:: PROVIDED TEXT ::

Overcoming misophonia may also mean “treating some underlying mental health issues,” said Dr. Goddard, noting “that can be through medication or various forms of therapy.”

For example, when “the neurotransmitters are out of line, you take Prozac [fluoxetine] for your anxiety. That’s because it actually is a physiologic issue,” he said. “If you treat some of those things medically, then it may lessen the chance of this being so severe. That’s the thought.”

“In PTSD, therapeutic intervention is multidisciplinary. So, medications depending on the symptoms they have, especially with complex PTSD patients,” Dr. Appareddy said, noting those include “depression, anxiety, flashback nightmares and dissociative episodes.”

Additionally, there is “cognitive behavior therapy, counseling, mindfulness and relaxation techniques,” she said.

If misophonia has contributed to anxiety or it is taking up a lot of your life, it is important to speak with your physician. However, Dr. Goddard would argue that patients should talk with their doctors before it becomes severe.

“If they are starting to notice that it’s impacting how they function, then I would definitely encourage them to talk to their doctor,” he said.

Patients should “definitely feel OK bringing it up,” Dr. Goddard said, noting that misophonia “is a physiologic issue. This is not somebody deciding they are just going to react this way.”

“Patients shouldn’t be embarrassed,” he added. “This has nothing to do with them making a decision as much as their physiology is driving why they respond this way, so they need help just like anybody else does with a condition that is based on physiology.”

“Do not feel ashamed. This is a symptom—especially the ones that arise from PTSD—so it has to be dealt with and treated,” Dr. Appareddy said.

:::

▶ [LIST OF TASKS]
a: Translate this sentence from the misophonia passage into Spanish: "If misophonia has contributed to anxiety or it is taking up a lot of your life, it is important to speak with your physician."
b: Duplicate the part of the misophonia passage starting at "For example, when" and ending at "it becomes severe.".
c: Summarize the misophonia passage in two sentences.

:: EXTRACTED MATERIAL ::

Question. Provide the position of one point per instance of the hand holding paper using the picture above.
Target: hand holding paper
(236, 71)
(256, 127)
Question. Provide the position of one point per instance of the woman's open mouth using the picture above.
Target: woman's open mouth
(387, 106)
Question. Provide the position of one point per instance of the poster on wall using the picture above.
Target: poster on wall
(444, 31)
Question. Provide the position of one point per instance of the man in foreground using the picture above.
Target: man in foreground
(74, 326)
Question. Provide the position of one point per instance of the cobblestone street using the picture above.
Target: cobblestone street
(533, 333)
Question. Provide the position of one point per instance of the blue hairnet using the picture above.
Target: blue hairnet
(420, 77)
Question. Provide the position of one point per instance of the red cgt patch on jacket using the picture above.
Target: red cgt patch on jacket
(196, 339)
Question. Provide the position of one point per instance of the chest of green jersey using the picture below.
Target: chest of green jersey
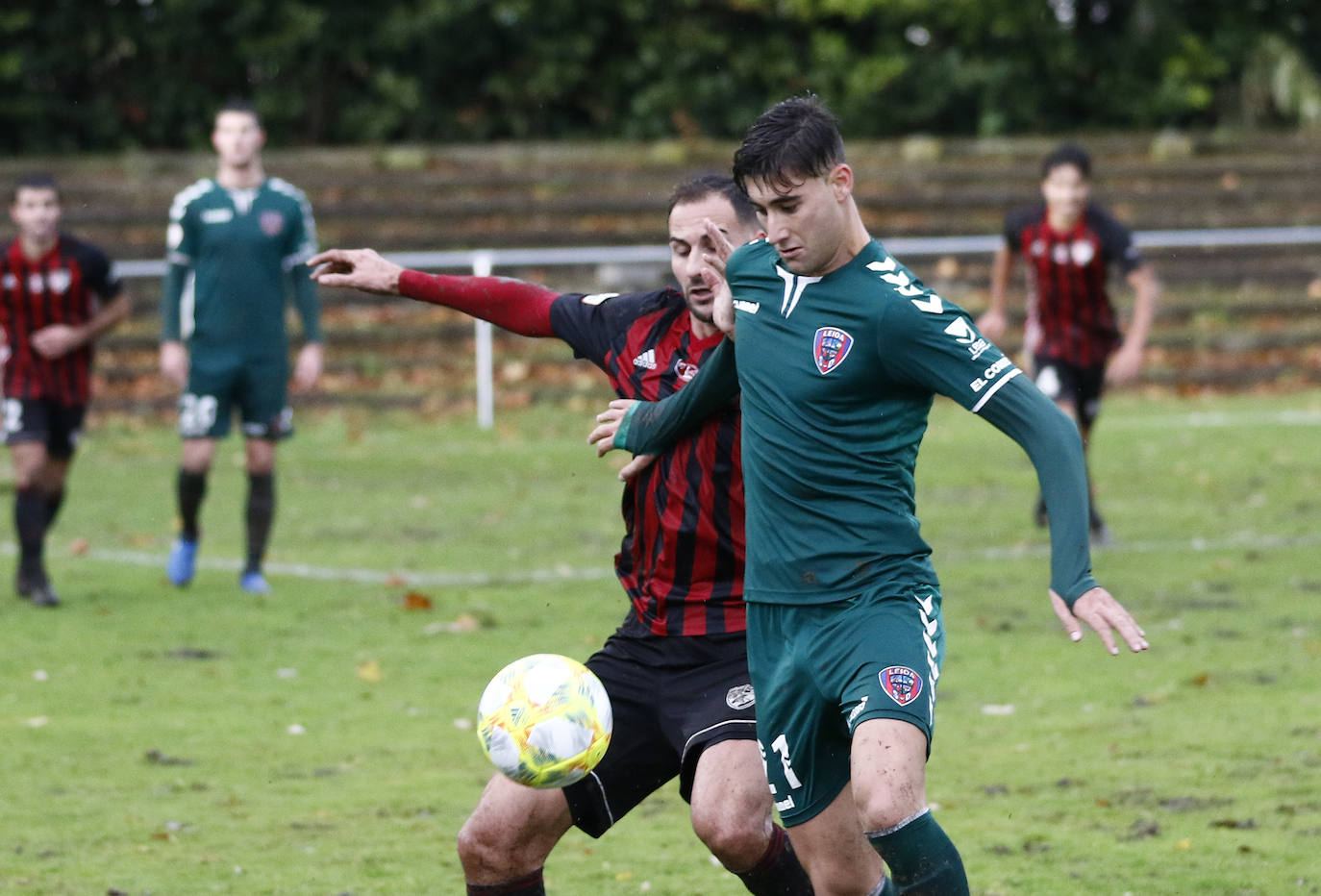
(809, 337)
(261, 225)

:::
:: EXTRACTED MATERIAL ::

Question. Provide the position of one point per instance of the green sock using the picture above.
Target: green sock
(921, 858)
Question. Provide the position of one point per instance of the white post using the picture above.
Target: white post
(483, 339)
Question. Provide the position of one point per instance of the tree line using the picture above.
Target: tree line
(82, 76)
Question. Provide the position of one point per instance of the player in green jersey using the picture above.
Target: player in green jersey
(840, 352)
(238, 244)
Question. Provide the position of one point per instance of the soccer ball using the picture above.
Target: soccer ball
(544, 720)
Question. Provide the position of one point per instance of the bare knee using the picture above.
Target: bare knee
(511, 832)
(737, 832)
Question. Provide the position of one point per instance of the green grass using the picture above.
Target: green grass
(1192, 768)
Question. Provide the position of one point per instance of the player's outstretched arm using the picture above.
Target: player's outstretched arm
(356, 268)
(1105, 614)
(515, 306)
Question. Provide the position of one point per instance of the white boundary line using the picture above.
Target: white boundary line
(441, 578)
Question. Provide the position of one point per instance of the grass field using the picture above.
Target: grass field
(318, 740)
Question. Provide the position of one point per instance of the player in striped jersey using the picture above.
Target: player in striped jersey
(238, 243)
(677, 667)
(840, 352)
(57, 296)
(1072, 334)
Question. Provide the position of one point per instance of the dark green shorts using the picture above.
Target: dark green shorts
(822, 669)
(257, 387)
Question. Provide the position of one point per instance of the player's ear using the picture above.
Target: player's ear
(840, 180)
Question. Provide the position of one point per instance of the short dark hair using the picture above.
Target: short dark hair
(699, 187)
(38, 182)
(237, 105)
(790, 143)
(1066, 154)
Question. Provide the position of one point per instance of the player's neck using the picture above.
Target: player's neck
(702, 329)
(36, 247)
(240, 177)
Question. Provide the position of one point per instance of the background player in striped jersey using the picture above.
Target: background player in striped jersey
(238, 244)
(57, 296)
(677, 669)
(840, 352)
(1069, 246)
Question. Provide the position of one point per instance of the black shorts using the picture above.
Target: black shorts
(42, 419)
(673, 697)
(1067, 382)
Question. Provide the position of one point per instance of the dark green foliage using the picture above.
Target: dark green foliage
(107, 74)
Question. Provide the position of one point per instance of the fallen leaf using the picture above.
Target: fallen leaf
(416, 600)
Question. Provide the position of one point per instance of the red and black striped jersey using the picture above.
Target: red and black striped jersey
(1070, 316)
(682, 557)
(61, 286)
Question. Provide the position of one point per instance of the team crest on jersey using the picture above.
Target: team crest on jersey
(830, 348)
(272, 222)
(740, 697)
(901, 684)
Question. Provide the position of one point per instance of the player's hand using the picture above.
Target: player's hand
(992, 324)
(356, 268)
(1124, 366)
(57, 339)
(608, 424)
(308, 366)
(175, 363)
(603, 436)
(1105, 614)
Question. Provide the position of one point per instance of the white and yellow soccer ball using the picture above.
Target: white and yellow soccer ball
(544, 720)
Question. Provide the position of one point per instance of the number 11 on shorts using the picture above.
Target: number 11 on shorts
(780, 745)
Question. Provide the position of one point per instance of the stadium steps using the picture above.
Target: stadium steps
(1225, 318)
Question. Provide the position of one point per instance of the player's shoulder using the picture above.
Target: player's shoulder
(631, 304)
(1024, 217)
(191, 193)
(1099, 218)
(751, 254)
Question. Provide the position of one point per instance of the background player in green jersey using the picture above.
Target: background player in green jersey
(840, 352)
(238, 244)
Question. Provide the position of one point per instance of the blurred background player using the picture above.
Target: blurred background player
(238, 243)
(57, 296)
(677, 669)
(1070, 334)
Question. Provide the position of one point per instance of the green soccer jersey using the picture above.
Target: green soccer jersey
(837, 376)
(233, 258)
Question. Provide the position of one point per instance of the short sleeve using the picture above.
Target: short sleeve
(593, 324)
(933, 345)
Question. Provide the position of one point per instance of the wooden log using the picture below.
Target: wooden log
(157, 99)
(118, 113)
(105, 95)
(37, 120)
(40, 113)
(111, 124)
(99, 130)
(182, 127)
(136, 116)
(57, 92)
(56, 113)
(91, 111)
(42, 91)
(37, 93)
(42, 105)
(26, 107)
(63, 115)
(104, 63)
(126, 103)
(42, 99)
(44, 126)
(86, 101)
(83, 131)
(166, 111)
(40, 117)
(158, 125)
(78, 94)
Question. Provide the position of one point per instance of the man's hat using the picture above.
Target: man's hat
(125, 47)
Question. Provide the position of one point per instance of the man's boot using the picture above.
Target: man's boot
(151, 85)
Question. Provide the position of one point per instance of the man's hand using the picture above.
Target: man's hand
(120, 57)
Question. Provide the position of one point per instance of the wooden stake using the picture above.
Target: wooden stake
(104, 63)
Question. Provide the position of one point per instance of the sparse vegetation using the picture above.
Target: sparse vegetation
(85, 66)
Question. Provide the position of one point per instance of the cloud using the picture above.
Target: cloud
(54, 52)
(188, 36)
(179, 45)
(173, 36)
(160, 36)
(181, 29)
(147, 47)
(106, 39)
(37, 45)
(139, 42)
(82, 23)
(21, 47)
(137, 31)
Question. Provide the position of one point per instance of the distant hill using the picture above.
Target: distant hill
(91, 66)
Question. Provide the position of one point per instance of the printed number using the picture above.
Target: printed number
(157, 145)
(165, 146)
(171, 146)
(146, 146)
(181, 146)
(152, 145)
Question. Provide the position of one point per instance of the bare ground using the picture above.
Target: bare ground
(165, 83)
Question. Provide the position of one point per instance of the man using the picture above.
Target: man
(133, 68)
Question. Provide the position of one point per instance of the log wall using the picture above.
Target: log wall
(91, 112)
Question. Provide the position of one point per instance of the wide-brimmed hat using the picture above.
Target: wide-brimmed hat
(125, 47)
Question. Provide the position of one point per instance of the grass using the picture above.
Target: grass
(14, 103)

:::

▶ [SOLUTIONS BELOW]
a: Si la misofonía ha contribuido a la ansiedad o está ocupando gran parte de tu vida, es importante hablar con tu médico.

b:
For example, when “the neurotransmitters are out of line, you take Prozac [fluoxetine] for your anxiety. That’s because it actually is a physiologic issue,” he said. “If you treat some of those things medically, then it may lessen the chance of this being so severe. That’s the thought.”

“In PTSD, therapeutic intervention is multidisciplinary. So, medications depending on the symptoms they have, especially with complex PTSD patients,” Dr. Appareddy said, noting those include “depression, anxiety, flashback nightmares and dissociative episodes.”

Additionally, there is “cognitive behavior therapy, counseling, mindfulness and relaxation techniques,” she said.

If misophonia has contributed to anxiety or it is taking up a lot of your life, it is important to speak with your physician. However, Dr. Goddard would argue that patients should talk with their doctors before it becomes severe.

c: Overcoming misophonia may involve treating underlying mental health issues with medication or therapy, and PTSD treatment combines medication with cognitive behavior therapy, counseling, mindfulness and relaxation techniques. Patients should talk to their doctor once misophonia starts affecting how they function and should not feel embarrassed, since it is a physiologic issue rather than a decision.